» Complete the following:
**a.** Write out word for word the part of the John P. Flaherty Jr. article that starts with "- Succeeded by: Ralph" and goes on through "2019 (aged 87)".
**b.** Answer these questions using the John P. Flaherty Jr. article:
(i) Who appointed him a justice of the Supreme Court of Pennsylvania?
(ii) In what city was he born?
(iii) Who succeeded him as chief justice?
**c.** Carry on the John P. Flaherty Jr. article from the point where it stops.

» Document extract:
┌──

Chief Justice of the Supreme Court of Pennsylvania
- In office 1996 – December 31, 2001
- Preceded by: Robert N. C. Nix Jr.
- Succeeded by: Ralph Cappy

Justice of the Supreme Court of Pennsylvania
- In office June 15, 1979 – December 31, 2001
- Appointed by: Dick Thornburgh
- Preceded by: Thomas Pomeroy
- Succeeded by: Michael Eakin

Personal details
- Born: November 19, 1931 Pittsburgh, Pennsylvania
- Died: February 20, 2019 (aged 87)
- Party: Democratic

= John P. Flaherty Jr. =

American judge (1931–2019)

John Paul Flaherty Jr. (November 19, 1931 – February 20, 2019) was a justice of the Supreme Court of Pennsylvania from 1978 to 2001 and chief justice of the Court from 1996 to 2001. He retired at the end of 2001. His seat as Justice was filled by Michael Eakin.

└──

(Dataset entries)
┌──

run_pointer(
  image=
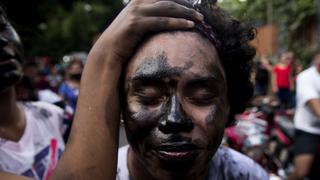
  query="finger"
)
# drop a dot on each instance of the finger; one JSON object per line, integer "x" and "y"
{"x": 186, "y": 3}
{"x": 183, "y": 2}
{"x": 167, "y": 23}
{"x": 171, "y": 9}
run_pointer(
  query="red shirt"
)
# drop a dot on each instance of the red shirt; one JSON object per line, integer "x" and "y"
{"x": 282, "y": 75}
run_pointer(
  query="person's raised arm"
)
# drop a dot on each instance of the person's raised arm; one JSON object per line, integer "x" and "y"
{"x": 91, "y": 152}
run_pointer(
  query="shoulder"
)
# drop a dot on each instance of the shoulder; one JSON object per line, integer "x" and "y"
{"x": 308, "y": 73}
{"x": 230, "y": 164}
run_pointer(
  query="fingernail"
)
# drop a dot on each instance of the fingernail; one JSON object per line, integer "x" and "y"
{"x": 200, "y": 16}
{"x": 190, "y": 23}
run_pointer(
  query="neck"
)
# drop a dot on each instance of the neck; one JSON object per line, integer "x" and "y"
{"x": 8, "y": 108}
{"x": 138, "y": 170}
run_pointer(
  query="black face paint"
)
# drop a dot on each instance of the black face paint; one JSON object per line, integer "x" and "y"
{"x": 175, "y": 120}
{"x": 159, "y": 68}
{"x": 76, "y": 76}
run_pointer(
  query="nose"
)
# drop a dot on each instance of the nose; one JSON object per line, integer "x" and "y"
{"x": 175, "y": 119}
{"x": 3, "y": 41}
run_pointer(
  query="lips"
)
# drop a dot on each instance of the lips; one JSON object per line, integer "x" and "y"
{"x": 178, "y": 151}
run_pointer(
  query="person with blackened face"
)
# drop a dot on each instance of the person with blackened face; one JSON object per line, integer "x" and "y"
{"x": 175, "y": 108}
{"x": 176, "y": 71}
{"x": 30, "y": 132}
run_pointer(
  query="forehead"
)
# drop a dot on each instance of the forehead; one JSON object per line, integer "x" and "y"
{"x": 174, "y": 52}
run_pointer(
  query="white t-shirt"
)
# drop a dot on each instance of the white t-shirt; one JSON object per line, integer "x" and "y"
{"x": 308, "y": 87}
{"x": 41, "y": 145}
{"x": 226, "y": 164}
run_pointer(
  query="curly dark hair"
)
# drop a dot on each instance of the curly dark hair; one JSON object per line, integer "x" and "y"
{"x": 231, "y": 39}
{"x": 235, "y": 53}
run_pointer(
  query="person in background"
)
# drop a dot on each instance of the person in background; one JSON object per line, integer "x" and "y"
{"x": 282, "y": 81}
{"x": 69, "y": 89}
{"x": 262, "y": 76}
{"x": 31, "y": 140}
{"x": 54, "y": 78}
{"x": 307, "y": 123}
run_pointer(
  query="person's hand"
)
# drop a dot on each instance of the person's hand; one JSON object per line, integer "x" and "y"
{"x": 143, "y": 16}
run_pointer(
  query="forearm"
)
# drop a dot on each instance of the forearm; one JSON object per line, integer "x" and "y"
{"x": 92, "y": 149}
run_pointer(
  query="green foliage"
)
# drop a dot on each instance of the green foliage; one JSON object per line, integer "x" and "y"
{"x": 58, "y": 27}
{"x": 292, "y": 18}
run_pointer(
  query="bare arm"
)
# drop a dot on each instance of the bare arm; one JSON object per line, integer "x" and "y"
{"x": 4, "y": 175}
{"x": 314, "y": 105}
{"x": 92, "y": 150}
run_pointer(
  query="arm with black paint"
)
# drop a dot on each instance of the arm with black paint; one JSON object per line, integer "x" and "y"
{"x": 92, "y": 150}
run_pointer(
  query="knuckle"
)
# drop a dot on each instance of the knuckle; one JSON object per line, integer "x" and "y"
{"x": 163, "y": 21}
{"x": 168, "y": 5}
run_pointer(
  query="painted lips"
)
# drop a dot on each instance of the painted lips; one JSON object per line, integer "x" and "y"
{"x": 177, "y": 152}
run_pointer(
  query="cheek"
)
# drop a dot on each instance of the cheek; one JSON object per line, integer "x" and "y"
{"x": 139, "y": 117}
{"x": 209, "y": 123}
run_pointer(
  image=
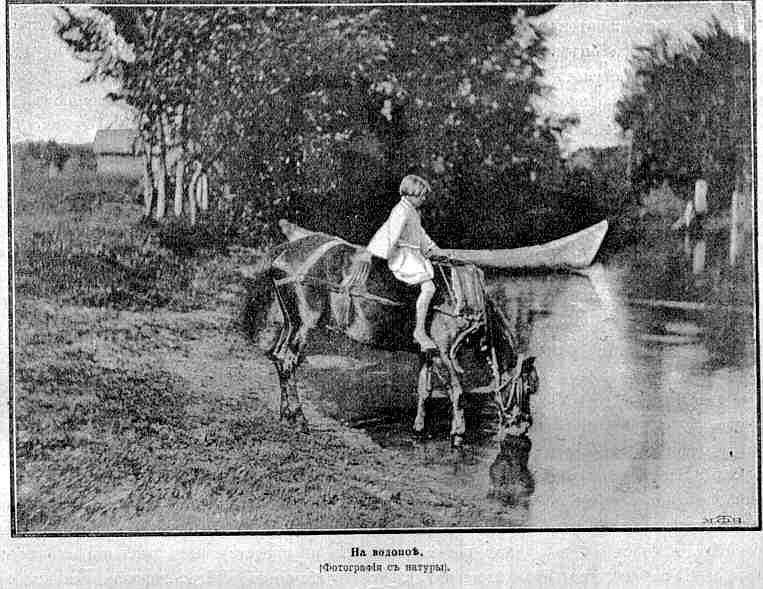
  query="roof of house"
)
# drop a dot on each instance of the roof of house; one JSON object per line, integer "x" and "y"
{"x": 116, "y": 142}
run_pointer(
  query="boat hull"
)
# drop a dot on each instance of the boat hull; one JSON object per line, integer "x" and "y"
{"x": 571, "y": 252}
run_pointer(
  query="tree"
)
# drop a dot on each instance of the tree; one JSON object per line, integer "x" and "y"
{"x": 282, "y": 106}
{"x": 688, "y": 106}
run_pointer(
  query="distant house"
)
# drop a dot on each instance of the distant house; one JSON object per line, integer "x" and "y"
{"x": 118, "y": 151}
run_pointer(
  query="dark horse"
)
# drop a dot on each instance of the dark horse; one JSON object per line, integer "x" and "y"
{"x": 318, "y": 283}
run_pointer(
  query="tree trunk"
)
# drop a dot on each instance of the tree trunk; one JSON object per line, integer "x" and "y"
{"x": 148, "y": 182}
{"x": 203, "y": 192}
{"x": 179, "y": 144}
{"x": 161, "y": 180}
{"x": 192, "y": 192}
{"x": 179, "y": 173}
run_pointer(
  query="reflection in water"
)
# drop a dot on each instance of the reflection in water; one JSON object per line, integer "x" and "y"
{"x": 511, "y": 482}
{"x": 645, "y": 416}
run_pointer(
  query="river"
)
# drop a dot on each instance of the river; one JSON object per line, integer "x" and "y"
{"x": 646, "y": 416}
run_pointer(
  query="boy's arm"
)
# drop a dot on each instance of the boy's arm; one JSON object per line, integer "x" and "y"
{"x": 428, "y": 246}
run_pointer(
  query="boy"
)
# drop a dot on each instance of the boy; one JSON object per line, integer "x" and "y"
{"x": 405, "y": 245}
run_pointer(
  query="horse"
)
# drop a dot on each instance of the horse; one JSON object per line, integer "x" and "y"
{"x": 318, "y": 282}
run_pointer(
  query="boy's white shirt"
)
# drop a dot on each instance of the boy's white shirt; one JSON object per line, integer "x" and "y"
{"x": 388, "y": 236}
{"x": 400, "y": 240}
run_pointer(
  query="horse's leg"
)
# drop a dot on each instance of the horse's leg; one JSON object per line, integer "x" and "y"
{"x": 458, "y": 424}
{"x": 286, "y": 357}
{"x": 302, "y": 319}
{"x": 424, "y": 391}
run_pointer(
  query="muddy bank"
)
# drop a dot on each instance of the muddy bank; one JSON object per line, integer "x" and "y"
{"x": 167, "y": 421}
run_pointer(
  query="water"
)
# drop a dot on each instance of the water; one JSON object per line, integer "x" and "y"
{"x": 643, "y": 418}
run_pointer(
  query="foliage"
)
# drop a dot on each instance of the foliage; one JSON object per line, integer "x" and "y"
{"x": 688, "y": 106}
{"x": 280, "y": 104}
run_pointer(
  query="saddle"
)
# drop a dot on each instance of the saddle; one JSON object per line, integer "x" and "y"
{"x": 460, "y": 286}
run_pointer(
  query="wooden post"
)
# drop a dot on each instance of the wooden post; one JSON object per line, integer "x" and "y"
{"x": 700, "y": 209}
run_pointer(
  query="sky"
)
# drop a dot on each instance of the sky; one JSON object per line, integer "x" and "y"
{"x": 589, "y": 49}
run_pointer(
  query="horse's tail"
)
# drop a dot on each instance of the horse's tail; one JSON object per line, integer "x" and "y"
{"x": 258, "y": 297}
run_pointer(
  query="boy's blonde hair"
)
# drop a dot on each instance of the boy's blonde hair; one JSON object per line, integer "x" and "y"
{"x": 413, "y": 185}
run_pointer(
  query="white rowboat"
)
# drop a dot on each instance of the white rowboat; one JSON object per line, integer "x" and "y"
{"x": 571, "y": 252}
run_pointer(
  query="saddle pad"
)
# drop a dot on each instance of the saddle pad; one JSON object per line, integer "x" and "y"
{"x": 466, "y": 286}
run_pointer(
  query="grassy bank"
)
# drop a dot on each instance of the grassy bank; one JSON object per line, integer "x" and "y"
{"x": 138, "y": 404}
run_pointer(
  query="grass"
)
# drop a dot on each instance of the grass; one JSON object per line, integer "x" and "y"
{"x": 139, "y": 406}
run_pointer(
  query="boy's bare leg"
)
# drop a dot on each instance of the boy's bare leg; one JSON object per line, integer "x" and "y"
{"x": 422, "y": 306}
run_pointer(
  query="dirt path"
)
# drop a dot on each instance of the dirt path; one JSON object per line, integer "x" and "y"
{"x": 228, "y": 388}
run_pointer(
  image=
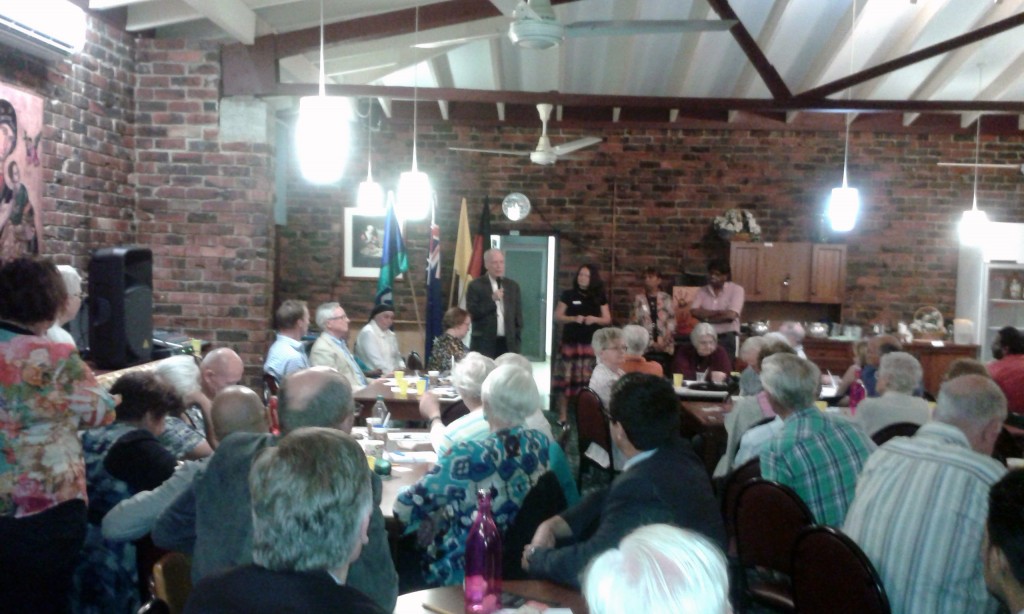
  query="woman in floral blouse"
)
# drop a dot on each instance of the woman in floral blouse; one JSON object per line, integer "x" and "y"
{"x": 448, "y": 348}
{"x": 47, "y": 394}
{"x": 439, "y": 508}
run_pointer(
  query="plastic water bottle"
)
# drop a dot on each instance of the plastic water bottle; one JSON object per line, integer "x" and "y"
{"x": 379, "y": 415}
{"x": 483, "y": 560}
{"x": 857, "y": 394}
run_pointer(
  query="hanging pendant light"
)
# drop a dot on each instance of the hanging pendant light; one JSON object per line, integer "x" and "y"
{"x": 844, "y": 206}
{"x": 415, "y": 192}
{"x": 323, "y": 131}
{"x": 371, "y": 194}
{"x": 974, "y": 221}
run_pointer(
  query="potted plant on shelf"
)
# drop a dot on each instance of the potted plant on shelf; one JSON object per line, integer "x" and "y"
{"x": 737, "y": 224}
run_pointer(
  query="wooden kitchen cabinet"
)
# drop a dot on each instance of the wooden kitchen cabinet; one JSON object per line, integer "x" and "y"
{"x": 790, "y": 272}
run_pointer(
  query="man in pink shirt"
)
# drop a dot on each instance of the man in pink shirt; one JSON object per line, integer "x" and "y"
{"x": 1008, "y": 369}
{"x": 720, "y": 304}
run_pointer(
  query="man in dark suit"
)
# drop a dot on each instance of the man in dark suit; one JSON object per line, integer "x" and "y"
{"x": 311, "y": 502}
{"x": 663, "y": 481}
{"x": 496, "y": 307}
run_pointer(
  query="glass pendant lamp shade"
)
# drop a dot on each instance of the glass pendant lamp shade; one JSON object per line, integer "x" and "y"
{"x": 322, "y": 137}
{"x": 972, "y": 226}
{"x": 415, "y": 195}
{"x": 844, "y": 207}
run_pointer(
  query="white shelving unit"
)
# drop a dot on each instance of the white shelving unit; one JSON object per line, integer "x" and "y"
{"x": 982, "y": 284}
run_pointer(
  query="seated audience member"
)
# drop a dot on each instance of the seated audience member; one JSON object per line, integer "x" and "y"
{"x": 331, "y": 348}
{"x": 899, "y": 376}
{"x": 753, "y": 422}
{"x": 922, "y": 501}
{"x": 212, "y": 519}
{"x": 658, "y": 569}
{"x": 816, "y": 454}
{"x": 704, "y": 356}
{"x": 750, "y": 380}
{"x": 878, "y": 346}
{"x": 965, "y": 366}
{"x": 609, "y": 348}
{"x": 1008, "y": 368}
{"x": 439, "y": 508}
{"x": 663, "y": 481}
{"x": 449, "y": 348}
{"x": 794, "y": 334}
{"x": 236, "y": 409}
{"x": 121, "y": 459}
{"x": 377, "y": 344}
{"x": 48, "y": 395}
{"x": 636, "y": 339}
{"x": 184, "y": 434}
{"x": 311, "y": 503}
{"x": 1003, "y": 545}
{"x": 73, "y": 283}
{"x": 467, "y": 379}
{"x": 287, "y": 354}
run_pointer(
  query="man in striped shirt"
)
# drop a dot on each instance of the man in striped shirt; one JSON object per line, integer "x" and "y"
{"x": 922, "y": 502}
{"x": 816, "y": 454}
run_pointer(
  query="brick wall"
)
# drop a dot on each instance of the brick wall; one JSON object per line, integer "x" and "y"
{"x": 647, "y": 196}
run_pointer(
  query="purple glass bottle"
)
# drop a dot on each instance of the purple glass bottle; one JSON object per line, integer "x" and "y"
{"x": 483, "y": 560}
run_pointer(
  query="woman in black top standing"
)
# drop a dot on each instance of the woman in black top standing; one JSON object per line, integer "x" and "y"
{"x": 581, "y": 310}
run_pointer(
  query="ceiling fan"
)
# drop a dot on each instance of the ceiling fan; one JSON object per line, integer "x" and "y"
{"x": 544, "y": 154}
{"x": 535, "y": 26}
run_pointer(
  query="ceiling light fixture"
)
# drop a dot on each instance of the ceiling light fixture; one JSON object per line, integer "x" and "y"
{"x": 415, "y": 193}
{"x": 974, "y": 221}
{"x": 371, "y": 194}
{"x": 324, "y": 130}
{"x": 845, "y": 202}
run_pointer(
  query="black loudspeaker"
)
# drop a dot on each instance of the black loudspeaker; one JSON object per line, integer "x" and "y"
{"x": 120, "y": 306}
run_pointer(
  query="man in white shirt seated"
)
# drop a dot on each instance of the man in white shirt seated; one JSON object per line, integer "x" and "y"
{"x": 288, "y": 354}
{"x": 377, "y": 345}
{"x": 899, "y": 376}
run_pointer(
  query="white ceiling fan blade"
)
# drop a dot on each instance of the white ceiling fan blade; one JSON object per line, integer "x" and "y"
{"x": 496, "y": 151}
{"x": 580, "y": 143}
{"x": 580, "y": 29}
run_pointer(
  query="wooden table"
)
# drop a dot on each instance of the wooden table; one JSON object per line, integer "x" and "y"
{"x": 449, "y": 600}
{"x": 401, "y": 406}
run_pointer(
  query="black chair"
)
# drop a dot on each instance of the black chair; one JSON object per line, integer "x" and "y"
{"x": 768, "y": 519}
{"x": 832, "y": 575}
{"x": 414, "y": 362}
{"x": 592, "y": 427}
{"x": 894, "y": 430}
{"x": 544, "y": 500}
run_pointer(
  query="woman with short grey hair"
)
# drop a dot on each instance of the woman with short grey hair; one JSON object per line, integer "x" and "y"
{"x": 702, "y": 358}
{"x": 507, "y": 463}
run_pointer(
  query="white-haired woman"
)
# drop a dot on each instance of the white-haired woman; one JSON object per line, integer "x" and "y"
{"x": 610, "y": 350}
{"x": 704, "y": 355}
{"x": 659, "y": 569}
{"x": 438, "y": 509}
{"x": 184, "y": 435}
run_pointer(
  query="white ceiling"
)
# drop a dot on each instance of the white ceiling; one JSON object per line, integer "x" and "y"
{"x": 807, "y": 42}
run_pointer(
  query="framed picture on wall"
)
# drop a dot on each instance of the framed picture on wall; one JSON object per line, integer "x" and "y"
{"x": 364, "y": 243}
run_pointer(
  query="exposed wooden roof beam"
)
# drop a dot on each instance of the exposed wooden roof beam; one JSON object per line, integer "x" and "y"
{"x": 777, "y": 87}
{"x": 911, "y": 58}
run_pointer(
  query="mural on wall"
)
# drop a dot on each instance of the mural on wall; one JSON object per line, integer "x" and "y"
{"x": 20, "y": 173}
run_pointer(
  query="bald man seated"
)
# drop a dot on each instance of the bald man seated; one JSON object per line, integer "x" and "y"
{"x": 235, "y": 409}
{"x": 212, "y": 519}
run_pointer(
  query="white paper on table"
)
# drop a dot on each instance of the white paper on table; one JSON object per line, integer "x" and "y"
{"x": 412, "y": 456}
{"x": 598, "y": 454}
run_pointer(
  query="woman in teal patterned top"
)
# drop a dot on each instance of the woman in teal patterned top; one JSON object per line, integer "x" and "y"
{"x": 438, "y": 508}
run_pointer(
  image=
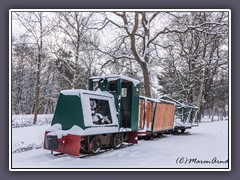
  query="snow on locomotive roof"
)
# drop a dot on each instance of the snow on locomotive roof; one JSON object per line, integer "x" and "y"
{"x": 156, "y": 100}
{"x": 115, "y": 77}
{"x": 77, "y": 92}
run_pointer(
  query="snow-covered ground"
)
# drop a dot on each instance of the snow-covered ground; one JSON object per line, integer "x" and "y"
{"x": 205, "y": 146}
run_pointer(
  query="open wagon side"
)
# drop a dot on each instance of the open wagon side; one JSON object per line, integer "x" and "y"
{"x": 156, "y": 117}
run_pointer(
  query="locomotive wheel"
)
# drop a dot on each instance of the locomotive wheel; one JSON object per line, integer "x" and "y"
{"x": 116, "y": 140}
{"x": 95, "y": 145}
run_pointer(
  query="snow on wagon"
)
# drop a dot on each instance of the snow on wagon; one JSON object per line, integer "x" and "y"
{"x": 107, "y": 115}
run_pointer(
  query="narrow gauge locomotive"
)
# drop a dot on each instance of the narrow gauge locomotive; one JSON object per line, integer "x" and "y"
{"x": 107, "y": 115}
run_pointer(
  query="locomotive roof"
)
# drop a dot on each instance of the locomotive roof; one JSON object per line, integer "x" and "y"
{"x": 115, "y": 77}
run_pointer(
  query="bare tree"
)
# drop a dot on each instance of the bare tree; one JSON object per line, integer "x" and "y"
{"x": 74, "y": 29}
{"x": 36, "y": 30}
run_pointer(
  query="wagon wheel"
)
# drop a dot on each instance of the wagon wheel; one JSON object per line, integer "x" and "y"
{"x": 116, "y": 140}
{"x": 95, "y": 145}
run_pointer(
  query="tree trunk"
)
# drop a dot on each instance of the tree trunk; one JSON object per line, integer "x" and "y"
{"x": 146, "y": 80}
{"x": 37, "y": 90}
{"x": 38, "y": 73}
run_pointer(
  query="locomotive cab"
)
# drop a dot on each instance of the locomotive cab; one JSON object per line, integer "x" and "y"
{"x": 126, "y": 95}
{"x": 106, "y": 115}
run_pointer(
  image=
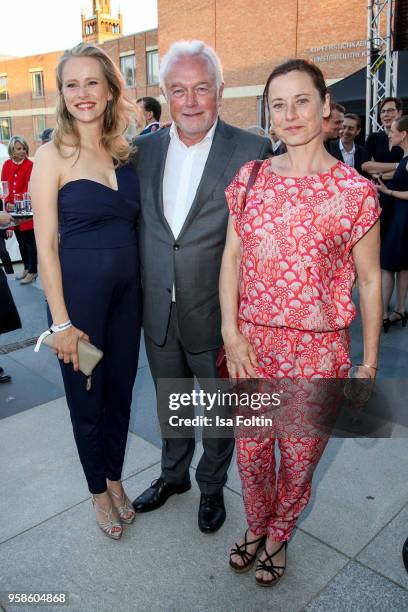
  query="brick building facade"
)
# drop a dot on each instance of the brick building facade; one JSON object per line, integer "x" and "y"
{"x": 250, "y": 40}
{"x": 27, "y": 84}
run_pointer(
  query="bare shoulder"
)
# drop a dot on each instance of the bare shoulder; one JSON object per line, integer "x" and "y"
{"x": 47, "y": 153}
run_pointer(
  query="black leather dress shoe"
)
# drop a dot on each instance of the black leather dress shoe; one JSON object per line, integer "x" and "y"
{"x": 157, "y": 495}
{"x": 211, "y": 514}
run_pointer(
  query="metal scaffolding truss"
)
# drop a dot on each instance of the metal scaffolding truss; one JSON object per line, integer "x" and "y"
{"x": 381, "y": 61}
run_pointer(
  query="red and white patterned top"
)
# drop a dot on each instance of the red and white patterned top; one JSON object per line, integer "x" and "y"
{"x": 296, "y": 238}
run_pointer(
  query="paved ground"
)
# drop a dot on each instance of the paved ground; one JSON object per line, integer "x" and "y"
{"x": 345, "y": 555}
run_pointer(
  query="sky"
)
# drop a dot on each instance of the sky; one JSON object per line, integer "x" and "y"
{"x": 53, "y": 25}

└──

» Answers to the tasks:
**a.**
- Succeeded by: Ralph Cappy

Justice of the Supreme Court of Pennsylvania
- In office June 15, 1979 – December 31, 2001
- Appointed by: Dick Thornburgh
- Preceded by: Thomas Pomeroy
- Succeeded by: Michael Eakin

Personal details
- Born: November 19, 1931 Pittsburgh, Pennsylvania
- Died: February 20, 2019 (aged 87)

**b.**
(i) Dick Thornburgh
(ii) Pittsburgh, Pennsylvania
(iii) Ralph Cappy

**c.**
In a highly controversial case while a trial judge, Judge Flaherty's November 16, 1978 findings on Paul Aitkenhead v. Borough of West View, No. GD-4585-78 in part state:
"Over the course of five months, the court held periodic hearings, which consisted of extensive expert testimony from as far away as England. At issue was the most recent time-trend study of Dr. Burk and Dr. Yiamouyiannis, which compared cancer mortality in ten cities which fluoridated their water systems with ten cities which did not fluoridate over a period of twenty-eight years from 1940 to 1968. The study concluded that there was a significant increase in cancer mortality in the fluoridated cities."

Judge Flaherty remained convinced that fluoridation is a dangerous practice based on the scientific evidence and moreover that those who belittle opponents of fluoridation do the public a disservice. He agreed that fluoridation is a legislative and regulatory matter under U.S. laws that govern the practice.